Using the information:
#1 In the newsletter excerpt on litchis, rewrite the paragraph beginning "The first time I tried to eat a litchi" as a short bulleted list that keeps its main facts.
#2 Write a continuation of the newsletter excerpt on litchis, starting after its final sentence.

[Reading passage Boundary: Start]

Excerpts from Jim Conrad's
Naturalist Newsletter

from the June 29, 2007 Newsletter issued from Sierra Gorda Biosphere Reserve, QUERÉTARO, MÉXICO
LITCHIS ALMOST MISSED

About a month ago pickup trucks began appearing parked along roads with men beside them selling bags of something halfway looking like dry, red strawberries. They were litchi fruits, litchi sometimes written as lychee, leechee, lichi and other ways. These roadside litchis came from "La Huasteca," the Huastec-Indian lowlands across the Sierra Madres to the east, in San Luis Potosí state.

The first time I tried to eat a litchi, immediately I discovered two things about them. First, the red skin is so tough that if you bite the fruit the fruit tends to explode like a bitten egg. Second, inside there's a big, hard seed. You eat a litchi by removing the tough skin rather easily with your fingers, and then you can bite into the white flesh, avoiding the seed.

The litchi's white flesh tastes pretty good, having a wet, slippery texture like grapes, and it separates easily from the seeds, which are mildly toxic, I read.

The fellow who raises fighting roosters next to Reserve Headquarters has a litchi tree with branches accessible from the sidewalk. When litchis were first being sold from trucks along the road the rooster-farm tree's fruits were still immature so I figured our local litchi season would come along later, and I resolved to put off buying a bag until they appeared in the local market.

[Reading passage Boundary: End]
[Given data Boundary: Start]

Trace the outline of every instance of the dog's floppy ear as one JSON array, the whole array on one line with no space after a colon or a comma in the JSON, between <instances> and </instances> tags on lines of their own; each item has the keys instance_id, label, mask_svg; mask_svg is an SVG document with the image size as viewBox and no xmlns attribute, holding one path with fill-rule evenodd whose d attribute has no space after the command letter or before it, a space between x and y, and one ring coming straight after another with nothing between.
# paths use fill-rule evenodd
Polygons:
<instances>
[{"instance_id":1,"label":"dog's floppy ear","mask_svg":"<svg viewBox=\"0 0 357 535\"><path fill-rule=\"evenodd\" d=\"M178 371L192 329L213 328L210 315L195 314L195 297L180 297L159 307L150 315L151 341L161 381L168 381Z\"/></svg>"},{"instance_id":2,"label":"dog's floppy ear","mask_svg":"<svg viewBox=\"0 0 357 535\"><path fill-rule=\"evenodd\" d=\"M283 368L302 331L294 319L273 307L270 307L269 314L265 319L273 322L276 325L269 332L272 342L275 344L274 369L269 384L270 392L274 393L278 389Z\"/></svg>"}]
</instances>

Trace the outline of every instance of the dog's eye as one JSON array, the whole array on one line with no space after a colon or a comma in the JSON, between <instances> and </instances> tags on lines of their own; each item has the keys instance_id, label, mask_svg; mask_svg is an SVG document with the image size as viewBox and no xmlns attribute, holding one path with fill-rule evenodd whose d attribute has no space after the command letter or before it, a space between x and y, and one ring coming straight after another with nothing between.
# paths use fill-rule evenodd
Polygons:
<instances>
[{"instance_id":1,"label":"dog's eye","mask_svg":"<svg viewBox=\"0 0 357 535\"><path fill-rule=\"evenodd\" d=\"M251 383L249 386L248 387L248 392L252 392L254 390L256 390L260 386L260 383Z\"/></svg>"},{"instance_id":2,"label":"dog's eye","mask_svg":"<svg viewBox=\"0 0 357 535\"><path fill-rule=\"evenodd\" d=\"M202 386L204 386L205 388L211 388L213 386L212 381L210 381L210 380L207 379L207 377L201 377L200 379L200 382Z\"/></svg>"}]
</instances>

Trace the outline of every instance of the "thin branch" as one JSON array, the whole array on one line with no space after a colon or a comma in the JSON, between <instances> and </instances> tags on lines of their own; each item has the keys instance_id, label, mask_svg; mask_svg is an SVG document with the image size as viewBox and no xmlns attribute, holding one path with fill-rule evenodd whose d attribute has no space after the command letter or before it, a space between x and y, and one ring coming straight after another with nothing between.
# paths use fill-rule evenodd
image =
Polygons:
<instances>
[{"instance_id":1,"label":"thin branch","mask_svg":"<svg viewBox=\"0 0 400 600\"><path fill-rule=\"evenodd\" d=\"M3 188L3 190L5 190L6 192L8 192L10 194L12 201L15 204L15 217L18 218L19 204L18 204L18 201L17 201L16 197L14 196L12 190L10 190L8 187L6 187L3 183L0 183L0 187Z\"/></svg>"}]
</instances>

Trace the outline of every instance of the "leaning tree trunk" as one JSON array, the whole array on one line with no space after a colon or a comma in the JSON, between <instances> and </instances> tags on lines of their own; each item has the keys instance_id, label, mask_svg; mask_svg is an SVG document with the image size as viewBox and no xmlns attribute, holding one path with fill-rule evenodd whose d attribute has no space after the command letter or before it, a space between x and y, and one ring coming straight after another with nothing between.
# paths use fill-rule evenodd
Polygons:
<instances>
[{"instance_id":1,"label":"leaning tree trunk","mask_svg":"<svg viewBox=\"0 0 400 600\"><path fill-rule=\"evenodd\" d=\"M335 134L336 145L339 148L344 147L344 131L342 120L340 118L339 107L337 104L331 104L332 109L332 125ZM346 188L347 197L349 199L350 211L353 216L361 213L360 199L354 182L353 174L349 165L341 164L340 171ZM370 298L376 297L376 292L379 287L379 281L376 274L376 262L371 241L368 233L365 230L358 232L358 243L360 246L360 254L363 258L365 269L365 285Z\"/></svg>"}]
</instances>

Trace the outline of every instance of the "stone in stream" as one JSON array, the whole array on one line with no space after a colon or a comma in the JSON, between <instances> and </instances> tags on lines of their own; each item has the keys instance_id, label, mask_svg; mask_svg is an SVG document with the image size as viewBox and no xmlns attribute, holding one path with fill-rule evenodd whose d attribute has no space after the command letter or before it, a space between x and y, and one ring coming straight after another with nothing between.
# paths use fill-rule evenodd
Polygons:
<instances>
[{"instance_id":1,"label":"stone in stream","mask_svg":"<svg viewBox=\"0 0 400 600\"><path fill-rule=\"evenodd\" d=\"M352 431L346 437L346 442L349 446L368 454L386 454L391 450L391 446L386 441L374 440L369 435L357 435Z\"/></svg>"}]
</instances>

[Given data Boundary: End]

Answer set:
#1
- On a first try at eating a litchi, two things became clear.
- The red skin is so tough that biting the fruit tends to make it explode like a bitten egg.
- Inside is a big, hard seed.
- To eat one, peel off the tough skin with your fingers, which is fairly easy, then bite into the white flesh and avoid the seed.

#2
However, eventually the roadside vendors vanished but litchis never did appear in the local market, not even when the rooster fellow's tree matured and its fruits started disappearing. Finally someone told me that litchis aren't sold in the market, just along roads.

So, I missed litchi season, but I did manage to take a picture of a fruit on the rooster tree, next to a stem recently plucked by somebody else. The picture is below:

Litchi trees, LITCHI CHINENSIS

Litchi trees, LITCHI CHINENSIS, are from China. One reason the English name is written so many ways is that Litchi is transliterated from its Chinese name. The species is a member of the Soapberry Family, the Sapindaceae.